→ **Passage for review**

Gold prices edged lower on Thursday as bullish momentum paused following the Federal Reserve’s (Fed) latest policy decision and escalating tensions in the Middle East. The XAU/USD pair dipped 0.19% to trade at $3,042, as market sentiment soured and the US Dollar staged a recovery.
Fed Policy and US Dollar Strength
Despite the Fed holding interest rates steady at 4.25%–4.50% for the second consecutive meeting, gold traders struggled to push prices higher. The central bank also signaled a slower pace of quantitative tightening (QT), yet the US Dollar Index (DXY), which measures the greenback against a basket of six currencies, gained strength, adding pressure on gold.
Fed policymakers acknowledged the resilience of the labor market but reiterated concerns over persistent inflation. They revised their economic projections, forecasting two rate cuts in 2025, a downward adjustment to growth expectations, and a slight uptick in both inflation and the unemployment rate.

[Referring expression pointing data]
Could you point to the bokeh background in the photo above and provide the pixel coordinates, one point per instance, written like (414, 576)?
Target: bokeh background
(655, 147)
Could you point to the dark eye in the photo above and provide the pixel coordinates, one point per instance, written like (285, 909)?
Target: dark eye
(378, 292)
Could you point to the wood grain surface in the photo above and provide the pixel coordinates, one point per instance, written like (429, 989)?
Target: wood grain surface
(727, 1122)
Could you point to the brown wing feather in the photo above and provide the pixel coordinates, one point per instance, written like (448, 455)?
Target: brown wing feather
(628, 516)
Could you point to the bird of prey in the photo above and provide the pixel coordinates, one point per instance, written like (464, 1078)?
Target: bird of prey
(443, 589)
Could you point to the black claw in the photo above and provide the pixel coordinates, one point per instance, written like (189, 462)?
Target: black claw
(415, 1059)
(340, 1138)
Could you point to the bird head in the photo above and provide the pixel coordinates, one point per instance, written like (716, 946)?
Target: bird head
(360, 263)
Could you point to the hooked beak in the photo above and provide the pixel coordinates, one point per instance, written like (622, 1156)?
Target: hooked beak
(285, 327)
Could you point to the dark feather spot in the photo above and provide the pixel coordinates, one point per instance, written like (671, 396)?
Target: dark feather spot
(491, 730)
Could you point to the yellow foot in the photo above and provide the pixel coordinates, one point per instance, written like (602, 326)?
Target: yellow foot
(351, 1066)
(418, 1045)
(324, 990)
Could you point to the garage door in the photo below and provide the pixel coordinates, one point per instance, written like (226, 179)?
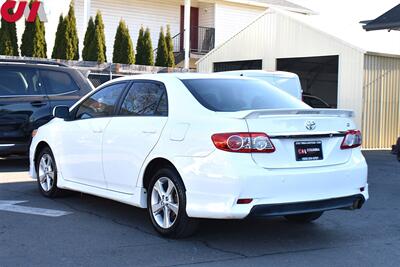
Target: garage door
(238, 65)
(318, 75)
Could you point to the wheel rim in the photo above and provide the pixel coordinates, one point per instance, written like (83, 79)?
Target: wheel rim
(46, 172)
(164, 203)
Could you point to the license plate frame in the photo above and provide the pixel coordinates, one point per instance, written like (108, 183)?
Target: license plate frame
(308, 150)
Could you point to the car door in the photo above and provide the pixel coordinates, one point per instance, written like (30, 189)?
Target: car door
(61, 88)
(130, 136)
(80, 155)
(24, 106)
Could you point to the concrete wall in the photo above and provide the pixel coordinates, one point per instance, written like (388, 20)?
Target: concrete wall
(278, 35)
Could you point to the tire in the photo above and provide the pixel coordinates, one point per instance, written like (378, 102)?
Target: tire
(46, 170)
(304, 217)
(167, 195)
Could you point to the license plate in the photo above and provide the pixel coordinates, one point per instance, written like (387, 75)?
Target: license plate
(308, 150)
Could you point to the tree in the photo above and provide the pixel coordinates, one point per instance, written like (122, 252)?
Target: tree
(6, 44)
(123, 47)
(59, 43)
(88, 41)
(148, 55)
(100, 24)
(71, 35)
(34, 40)
(98, 47)
(140, 47)
(8, 38)
(170, 48)
(162, 51)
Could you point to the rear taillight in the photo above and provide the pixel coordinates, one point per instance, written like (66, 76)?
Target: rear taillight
(243, 142)
(352, 139)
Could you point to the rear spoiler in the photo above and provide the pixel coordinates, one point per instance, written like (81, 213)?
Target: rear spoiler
(319, 112)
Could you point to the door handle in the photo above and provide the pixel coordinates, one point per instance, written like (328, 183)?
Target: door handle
(38, 103)
(149, 131)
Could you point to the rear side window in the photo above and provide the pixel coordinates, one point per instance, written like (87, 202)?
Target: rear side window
(230, 95)
(101, 103)
(58, 82)
(145, 99)
(17, 81)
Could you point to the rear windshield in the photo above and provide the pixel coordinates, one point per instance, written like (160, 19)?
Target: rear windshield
(230, 95)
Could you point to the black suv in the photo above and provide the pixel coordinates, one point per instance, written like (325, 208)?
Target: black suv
(29, 90)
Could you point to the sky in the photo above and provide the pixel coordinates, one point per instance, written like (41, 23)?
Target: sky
(341, 18)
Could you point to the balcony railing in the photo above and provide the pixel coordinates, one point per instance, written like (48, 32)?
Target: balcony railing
(202, 40)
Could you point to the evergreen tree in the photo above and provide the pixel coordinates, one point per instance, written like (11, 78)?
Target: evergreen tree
(148, 49)
(59, 43)
(140, 48)
(170, 48)
(123, 47)
(9, 40)
(71, 35)
(98, 45)
(88, 42)
(100, 24)
(162, 51)
(34, 40)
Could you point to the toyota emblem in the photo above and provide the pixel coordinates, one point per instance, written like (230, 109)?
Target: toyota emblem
(311, 125)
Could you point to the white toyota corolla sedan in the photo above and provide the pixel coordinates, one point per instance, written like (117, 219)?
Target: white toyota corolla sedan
(188, 146)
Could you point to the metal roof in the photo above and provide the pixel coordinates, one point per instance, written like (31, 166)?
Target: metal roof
(388, 21)
(286, 4)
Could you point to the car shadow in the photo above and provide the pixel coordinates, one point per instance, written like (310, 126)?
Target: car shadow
(14, 164)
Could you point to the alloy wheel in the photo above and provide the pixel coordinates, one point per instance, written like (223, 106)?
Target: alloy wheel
(164, 203)
(46, 172)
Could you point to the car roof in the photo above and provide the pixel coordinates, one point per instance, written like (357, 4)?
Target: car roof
(180, 76)
(31, 62)
(259, 73)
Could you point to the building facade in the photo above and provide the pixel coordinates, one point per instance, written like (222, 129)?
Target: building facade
(340, 73)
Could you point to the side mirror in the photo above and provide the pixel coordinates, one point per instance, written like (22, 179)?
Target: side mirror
(61, 112)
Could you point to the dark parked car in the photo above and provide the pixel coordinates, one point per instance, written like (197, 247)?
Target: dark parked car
(29, 90)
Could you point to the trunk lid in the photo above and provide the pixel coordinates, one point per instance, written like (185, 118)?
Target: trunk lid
(324, 127)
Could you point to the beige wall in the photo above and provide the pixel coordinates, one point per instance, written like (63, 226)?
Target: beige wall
(276, 35)
(381, 115)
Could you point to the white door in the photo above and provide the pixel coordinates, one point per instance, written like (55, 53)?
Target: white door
(133, 133)
(81, 138)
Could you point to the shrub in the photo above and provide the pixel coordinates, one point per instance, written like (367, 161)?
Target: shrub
(123, 47)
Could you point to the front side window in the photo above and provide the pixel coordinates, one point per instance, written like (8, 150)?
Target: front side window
(101, 103)
(19, 81)
(145, 99)
(58, 82)
(230, 95)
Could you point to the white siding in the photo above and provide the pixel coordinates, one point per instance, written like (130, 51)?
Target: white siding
(276, 35)
(206, 15)
(231, 18)
(152, 14)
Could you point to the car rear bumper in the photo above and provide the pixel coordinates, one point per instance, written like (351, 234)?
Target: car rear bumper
(267, 210)
(214, 185)
(13, 149)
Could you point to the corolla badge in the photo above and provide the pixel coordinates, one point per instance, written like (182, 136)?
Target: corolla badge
(310, 125)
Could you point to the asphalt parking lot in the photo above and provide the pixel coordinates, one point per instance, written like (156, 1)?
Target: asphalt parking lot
(99, 232)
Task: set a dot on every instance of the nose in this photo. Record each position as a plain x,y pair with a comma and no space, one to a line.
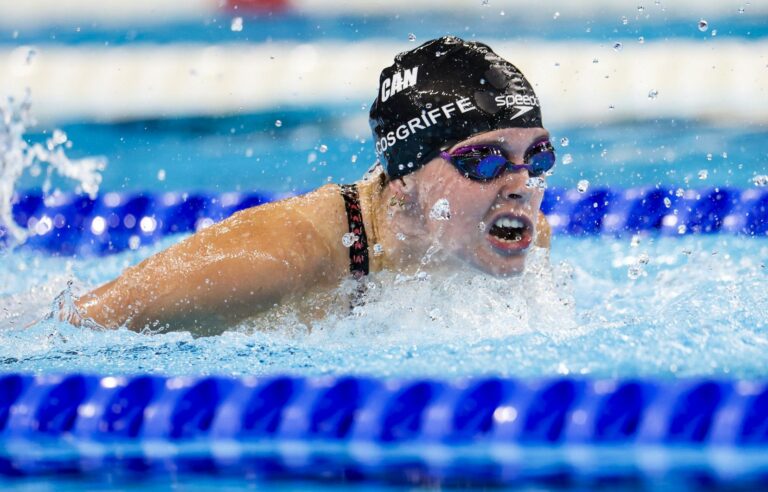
514,186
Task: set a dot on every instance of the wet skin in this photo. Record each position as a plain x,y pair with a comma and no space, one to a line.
284,252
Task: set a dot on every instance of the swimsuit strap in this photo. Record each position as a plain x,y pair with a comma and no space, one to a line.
358,252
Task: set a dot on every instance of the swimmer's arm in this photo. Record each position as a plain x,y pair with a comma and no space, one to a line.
543,232
229,271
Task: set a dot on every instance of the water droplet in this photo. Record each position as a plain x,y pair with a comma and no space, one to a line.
441,210
58,137
349,239
536,182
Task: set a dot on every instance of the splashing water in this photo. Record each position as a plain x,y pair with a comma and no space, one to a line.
18,156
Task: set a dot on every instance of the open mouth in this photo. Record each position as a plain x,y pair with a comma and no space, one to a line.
511,233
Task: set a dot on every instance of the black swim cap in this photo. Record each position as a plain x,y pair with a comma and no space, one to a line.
444,91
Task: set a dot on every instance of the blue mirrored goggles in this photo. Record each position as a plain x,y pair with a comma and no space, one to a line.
485,162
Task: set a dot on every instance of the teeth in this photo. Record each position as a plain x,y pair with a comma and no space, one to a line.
510,223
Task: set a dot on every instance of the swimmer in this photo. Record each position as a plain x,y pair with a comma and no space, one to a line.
462,157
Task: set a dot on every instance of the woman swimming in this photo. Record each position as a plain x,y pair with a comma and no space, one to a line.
463,155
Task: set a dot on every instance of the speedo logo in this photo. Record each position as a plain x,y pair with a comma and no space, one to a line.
523,103
398,82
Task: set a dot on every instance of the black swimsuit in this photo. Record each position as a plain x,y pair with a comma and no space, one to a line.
358,251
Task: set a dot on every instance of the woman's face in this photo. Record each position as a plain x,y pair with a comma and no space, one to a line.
492,224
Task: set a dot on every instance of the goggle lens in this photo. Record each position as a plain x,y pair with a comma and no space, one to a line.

→ **Work instructions**
A. Answer these about the gold price report:
(i) By what percentage did the XAU/USD pair dip, and at what price did it trade?
(ii) At what range did the Fed hold interest rates?
(iii) How many rate cuts did Fed policymakers forecast for 2025?
B. Pick up the gold price report after its final sentence and write one or two more paragraphs in the same style.

→ **Set of answers**
A.
(i) It dipped 0.19%, to trade at $3,042.
(ii) 4.25%–4.50%.
(iii) Two.

B.
Fed Chair Jerome Powell struck a neutral and patient tone, cautioning that economic uncertainty had increased. He noted that some inflationary effects from tariffs were being passed on to consumers and defended the Fed’s current policy stance as appropriately positioned to manage risks. Powell also remarked that some policies under former President Donald Trump had dampened growth and contributed to price increases.
Geopolitical Tensions Add to Market Uncertainty
In the Middle East, escalating violence further weighed on investor sentiment. Israeli airstrikes in Gaza resulted in at least 91 Palestinian casualties and dozens of injuries, according to Reuters. Heightened geopolitical risks often boost demand for safe-haven assets like gold, but the metal’s gains were capped by the stronger US Dollar.